• PROVIDED RECORDS:
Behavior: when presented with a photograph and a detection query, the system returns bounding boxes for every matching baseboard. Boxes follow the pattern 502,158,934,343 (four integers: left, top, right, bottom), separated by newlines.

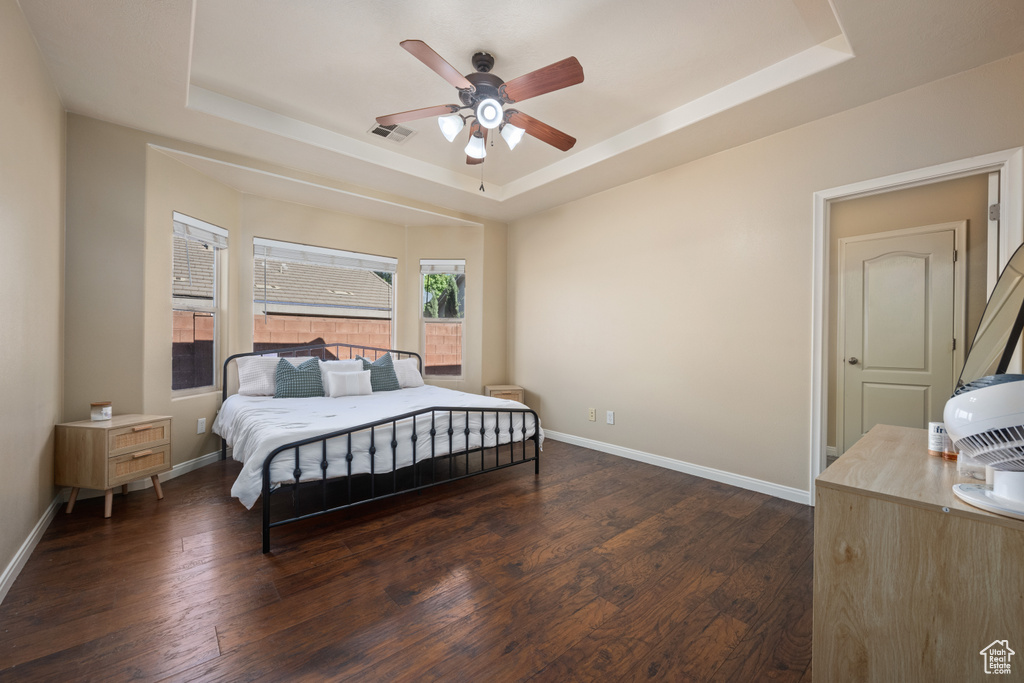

544,427,811,505
0,494,63,602
61,451,220,502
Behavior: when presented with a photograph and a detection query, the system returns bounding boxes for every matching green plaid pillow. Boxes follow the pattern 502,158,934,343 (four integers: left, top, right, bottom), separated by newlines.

273,358,324,398
355,353,401,391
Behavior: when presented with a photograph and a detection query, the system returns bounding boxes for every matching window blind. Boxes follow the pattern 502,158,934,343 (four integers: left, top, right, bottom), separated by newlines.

253,238,398,272
173,211,227,249
420,259,466,275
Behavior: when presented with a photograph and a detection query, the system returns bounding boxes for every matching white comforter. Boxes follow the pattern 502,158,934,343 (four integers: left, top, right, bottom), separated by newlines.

213,385,544,508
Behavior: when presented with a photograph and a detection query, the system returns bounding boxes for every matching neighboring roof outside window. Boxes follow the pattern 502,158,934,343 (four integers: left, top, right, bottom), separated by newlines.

253,256,391,319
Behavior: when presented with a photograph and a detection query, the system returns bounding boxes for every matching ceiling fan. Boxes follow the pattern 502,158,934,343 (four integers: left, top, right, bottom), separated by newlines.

377,40,583,164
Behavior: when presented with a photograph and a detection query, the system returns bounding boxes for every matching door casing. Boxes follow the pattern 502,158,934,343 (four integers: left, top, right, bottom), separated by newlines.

836,220,968,455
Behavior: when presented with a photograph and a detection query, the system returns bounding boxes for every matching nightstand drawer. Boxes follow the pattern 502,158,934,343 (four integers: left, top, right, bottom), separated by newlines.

483,384,526,403
108,420,171,458
106,445,171,486
490,391,522,403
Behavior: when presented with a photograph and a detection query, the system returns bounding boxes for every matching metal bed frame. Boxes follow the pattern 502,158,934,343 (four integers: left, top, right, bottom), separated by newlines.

220,343,541,553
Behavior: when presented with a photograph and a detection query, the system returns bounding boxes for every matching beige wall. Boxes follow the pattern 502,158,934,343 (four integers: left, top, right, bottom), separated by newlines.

144,149,239,465
0,0,65,581
65,115,507,473
826,173,988,445
509,50,1024,490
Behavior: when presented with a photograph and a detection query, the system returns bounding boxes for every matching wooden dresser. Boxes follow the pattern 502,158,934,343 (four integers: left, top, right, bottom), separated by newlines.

53,415,171,517
811,425,1024,683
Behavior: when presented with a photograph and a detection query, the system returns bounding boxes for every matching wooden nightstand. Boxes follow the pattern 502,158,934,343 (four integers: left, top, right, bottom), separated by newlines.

53,415,171,517
483,384,526,403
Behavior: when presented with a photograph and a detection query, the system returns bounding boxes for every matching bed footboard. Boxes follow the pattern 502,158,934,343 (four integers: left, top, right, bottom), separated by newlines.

261,407,541,553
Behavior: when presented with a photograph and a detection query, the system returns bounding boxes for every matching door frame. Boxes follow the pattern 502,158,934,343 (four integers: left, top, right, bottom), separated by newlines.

808,147,1024,505
825,220,967,455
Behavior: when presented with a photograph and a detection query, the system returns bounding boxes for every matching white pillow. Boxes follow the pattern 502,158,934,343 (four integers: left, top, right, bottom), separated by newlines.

234,355,312,396
327,370,374,398
321,358,362,396
394,358,423,389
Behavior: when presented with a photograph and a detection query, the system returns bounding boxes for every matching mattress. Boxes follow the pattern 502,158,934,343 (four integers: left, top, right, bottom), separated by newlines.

213,385,544,508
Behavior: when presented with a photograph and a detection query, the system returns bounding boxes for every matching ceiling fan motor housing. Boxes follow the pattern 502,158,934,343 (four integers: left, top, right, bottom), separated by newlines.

459,72,508,106
473,52,495,74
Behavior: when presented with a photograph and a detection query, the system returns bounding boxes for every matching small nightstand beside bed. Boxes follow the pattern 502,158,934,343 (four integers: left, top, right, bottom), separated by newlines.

213,344,544,553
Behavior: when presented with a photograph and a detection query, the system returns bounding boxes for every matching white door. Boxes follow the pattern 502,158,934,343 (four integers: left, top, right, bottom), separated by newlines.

837,229,963,454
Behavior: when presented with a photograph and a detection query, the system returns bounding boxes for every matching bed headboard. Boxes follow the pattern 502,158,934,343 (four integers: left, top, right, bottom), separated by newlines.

221,343,423,400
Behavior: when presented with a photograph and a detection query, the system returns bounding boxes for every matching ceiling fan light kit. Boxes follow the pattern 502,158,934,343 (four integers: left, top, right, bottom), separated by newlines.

377,40,584,164
476,97,505,129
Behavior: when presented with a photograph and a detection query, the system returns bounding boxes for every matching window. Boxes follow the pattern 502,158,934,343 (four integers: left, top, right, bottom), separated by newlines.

420,260,466,377
253,238,398,351
171,212,227,390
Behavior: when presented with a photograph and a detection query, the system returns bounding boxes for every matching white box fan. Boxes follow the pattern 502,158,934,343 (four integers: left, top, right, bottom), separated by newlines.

942,242,1024,519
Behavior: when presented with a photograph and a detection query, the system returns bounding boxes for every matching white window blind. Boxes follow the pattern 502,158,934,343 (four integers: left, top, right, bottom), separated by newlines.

420,259,466,275
253,238,398,272
173,211,227,249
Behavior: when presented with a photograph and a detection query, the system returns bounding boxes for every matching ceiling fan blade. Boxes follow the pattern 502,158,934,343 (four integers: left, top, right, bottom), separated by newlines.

503,57,583,102
509,110,575,152
398,40,475,90
377,104,459,126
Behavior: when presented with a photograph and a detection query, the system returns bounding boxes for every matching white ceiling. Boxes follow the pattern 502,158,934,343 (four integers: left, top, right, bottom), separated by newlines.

14,0,1024,224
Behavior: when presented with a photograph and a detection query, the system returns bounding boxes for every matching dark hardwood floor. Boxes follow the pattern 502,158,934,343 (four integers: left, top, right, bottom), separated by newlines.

0,440,812,683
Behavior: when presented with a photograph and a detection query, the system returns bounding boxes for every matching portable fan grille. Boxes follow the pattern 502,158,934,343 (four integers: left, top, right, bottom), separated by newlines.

953,425,1024,472
944,374,1024,472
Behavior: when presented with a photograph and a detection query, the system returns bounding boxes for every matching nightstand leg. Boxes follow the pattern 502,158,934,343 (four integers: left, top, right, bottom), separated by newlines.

67,486,78,514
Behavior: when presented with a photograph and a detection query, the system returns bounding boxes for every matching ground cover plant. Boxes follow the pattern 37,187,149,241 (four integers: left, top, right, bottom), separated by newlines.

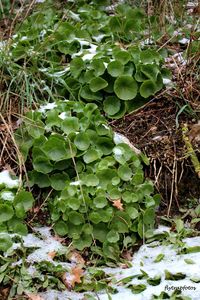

0,0,200,300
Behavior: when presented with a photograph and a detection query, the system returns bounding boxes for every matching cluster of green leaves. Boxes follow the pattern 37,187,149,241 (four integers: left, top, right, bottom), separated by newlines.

0,171,34,251
67,45,169,119
16,101,158,259
0,1,168,118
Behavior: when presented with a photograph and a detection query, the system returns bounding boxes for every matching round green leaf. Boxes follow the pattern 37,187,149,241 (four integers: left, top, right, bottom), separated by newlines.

114,50,131,65
61,117,79,134
33,155,53,174
14,191,34,211
89,211,102,224
143,208,155,225
107,60,124,77
103,96,121,116
80,85,102,101
83,174,99,186
74,132,90,151
50,173,69,191
66,197,81,210
90,59,106,77
69,211,85,225
96,168,117,189
73,234,92,251
83,149,100,164
93,196,108,208
93,223,108,243
126,207,139,219
42,135,68,161
89,77,108,93
0,204,14,223
114,75,137,100
95,137,114,155
0,233,12,252
140,64,159,81
106,230,119,243
53,221,68,236
118,165,132,181
70,57,85,78
140,80,156,98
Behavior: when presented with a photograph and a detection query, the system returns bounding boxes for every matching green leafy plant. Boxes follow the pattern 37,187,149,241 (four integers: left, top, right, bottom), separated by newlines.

0,171,34,251
16,101,158,259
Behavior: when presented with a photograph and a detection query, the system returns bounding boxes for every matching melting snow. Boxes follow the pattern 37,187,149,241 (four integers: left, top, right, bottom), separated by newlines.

41,237,200,300
179,38,190,45
59,111,67,120
0,170,19,189
7,226,200,300
38,102,57,113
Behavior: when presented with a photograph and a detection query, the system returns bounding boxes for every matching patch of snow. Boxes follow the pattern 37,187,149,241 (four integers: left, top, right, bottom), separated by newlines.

58,111,67,120
113,148,123,156
82,53,96,61
179,38,190,45
21,36,28,41
102,124,110,129
0,170,19,189
23,227,65,263
113,132,141,155
38,102,57,113
163,78,172,85
92,34,106,43
0,191,15,201
70,180,81,185
154,225,170,234
140,38,154,46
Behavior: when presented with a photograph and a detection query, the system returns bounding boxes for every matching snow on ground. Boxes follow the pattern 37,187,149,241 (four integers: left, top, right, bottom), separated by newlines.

0,170,19,189
5,226,200,300
18,227,197,300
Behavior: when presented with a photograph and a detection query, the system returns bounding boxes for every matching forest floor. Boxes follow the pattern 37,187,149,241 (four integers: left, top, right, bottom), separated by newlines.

0,2,200,300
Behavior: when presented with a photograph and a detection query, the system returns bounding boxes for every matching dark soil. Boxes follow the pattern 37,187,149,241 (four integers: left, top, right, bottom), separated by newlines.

111,96,200,215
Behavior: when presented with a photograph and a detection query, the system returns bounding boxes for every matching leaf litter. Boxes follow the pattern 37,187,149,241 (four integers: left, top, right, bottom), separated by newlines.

4,226,200,300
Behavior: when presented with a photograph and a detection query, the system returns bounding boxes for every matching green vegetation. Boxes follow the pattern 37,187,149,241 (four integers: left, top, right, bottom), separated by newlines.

0,0,200,300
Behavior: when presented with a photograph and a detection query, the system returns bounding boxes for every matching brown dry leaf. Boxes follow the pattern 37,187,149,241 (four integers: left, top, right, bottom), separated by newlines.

27,294,44,300
53,234,65,244
62,267,84,290
69,251,85,265
113,199,124,210
48,251,56,259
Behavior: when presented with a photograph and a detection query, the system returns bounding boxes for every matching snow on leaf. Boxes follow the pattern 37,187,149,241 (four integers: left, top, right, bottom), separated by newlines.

48,251,56,259
62,267,84,290
69,251,85,265
27,294,44,300
113,199,124,210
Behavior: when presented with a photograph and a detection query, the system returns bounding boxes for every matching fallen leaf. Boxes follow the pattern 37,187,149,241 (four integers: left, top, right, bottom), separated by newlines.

113,199,124,210
62,267,84,290
69,251,85,265
48,251,56,259
27,294,44,300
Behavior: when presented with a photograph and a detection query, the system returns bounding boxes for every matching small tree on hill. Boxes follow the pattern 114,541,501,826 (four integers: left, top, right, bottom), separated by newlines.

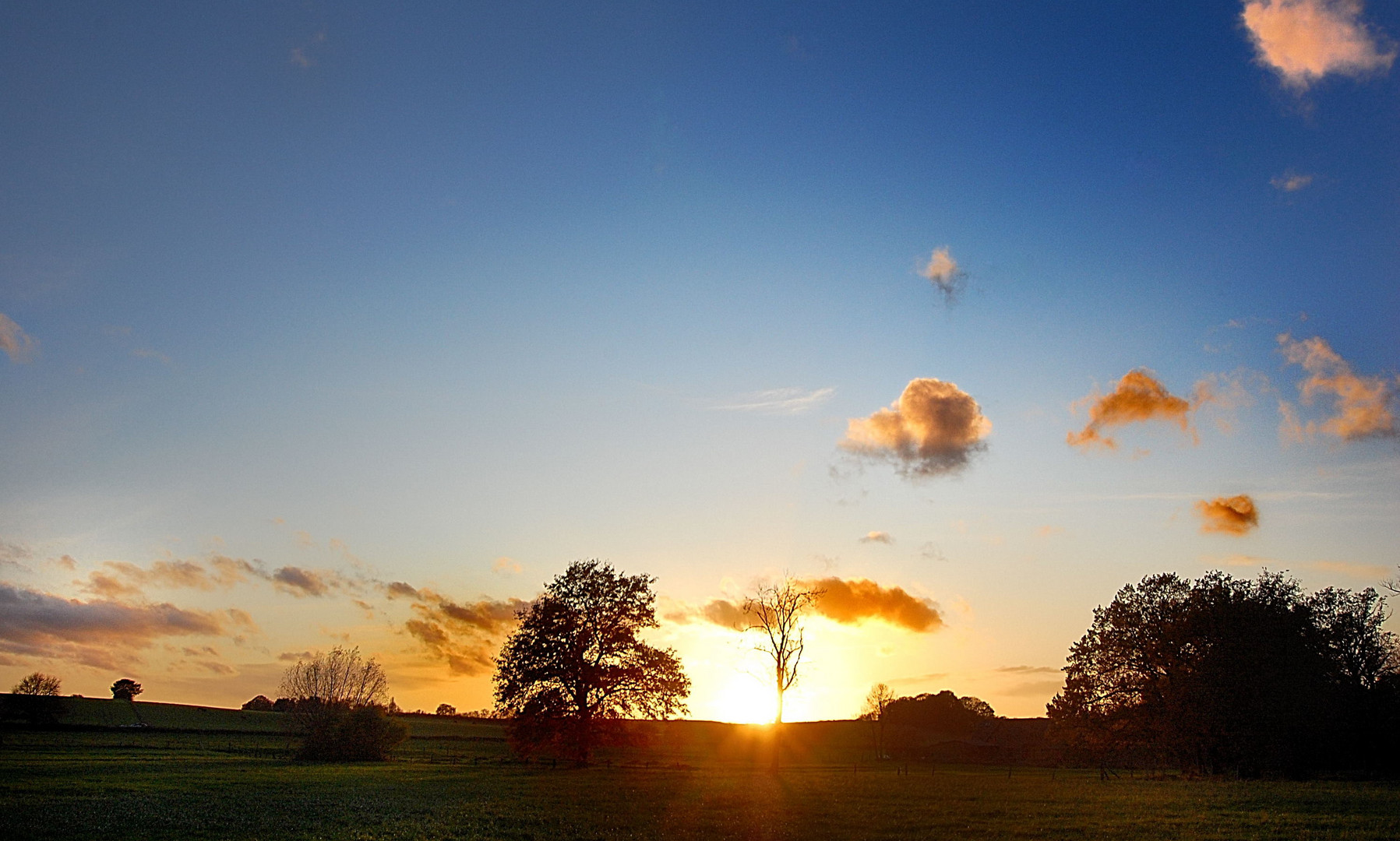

10,672,63,695
0,672,65,727
279,645,409,760
494,560,690,762
112,677,144,701
861,683,894,760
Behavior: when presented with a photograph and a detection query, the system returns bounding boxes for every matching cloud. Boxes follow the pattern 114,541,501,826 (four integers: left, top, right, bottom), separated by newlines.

840,379,991,479
996,666,1061,674
1066,368,1215,449
0,312,39,362
714,386,836,414
0,583,232,669
1196,494,1259,537
269,567,340,599
1240,0,1396,91
802,578,943,634
383,581,421,599
81,555,265,599
492,555,520,575
1268,169,1314,193
919,245,968,304
404,589,529,676
1278,333,1397,441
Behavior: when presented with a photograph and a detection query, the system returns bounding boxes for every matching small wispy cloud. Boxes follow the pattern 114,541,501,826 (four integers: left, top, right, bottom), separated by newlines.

1268,169,1314,193
1196,494,1259,537
0,312,39,362
711,386,836,414
919,245,968,304
1278,333,1400,441
1240,0,1396,93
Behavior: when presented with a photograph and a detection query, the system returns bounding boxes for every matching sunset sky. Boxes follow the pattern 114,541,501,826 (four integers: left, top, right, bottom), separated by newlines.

0,0,1400,720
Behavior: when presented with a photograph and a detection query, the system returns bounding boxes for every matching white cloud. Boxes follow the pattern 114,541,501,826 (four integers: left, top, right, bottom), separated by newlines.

714,386,836,414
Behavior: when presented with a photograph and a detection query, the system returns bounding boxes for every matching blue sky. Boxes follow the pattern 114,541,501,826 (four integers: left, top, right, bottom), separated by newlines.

0,0,1400,716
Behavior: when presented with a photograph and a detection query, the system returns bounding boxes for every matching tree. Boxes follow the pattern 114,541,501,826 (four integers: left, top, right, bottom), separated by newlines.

1047,572,1400,776
494,560,690,762
743,576,823,725
274,645,409,760
10,672,63,695
112,677,143,701
0,672,65,727
861,683,894,760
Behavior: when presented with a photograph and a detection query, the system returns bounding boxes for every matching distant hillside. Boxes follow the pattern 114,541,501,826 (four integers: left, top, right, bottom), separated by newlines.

0,694,1049,764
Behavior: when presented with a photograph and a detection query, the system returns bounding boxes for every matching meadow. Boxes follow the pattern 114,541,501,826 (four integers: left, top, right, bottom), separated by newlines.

0,700,1400,841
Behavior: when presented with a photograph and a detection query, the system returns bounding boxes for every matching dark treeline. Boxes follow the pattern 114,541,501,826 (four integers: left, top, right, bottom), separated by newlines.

1049,572,1400,776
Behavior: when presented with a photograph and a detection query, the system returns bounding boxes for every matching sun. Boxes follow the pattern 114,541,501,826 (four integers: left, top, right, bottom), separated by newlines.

710,674,776,725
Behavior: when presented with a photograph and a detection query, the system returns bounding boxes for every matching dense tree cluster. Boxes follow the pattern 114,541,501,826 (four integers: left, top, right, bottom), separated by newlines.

494,560,690,762
862,684,996,758
1049,572,1400,776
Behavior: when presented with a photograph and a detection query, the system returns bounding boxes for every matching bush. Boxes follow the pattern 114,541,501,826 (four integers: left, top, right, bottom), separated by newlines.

297,706,409,762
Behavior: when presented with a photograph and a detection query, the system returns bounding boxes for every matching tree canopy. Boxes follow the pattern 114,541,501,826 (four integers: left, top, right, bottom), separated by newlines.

1049,572,1400,776
494,560,690,762
273,645,409,760
112,677,144,701
10,672,63,695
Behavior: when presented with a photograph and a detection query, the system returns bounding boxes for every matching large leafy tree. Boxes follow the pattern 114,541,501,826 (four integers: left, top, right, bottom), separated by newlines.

1049,572,1400,776
494,560,690,762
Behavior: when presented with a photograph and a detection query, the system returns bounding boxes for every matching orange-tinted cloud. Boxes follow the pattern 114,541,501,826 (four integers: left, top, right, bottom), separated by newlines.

802,578,943,634
840,379,991,479
0,312,39,362
83,555,265,599
1240,0,1396,91
1196,494,1259,537
1278,333,1397,441
686,576,943,634
919,245,968,304
404,589,529,676
1066,368,1214,449
0,583,232,669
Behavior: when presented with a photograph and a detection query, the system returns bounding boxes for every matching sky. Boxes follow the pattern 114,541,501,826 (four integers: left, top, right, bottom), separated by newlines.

• DIRECTIONS FOR THIS TASK: Change every "photograph" to "image" in the stretch from the start of the entries through the line that contains "377,40,583,164", leaving all other wording unchanged. Reproduce that stretch without the pictures.

• RESULT:
Behavior: when presented with a image and a detection query, the system returns bounding boxes for every matching baseboard. Boxes follow the pattern 502,158,934,343 (four integers: left, top, right, bottom), separated by newlines.


544,427,811,505
0,494,63,602
61,451,220,502
Behavior: when presented with a image and a detection query, the system returns bounding boxes for every matching green plaid pillow. Boxes follow the pattern 502,158,934,343 (four integers: left, top, right, bottom), separated by newlines.

273,358,324,398
355,353,401,391
Behavior: when presented with a image and a detection query, the system returns bounding boxes for every matching window blind. Boxes follow the pattern 502,158,934,343 (four integers: left, top, right, bottom), separated by newlines.

253,238,398,272
173,211,227,249
420,259,466,275
Behavior: when presented with a image and a detection query, the system returns bounding boxes for every matching white comforter. Boxes follow the pattern 502,158,934,343 (four integers: left, top, right, bottom), separated by newlines.

213,385,544,508
Behavior: when presented with a image and a detection query, the system returns bounding boxes for every matching neighboring roof outside window. Boxes follow the pattern 502,158,934,343 (four integers: left, top, right, bottom), separated by newlines.

253,256,391,319
Behavior: when presented with a image and a detection query, the system returns bounding boxes for every matching ceiling fan. Boxes follow the pattern 502,158,934,343 (four integers: left, top, right, bottom), separated by newlines.

377,40,583,164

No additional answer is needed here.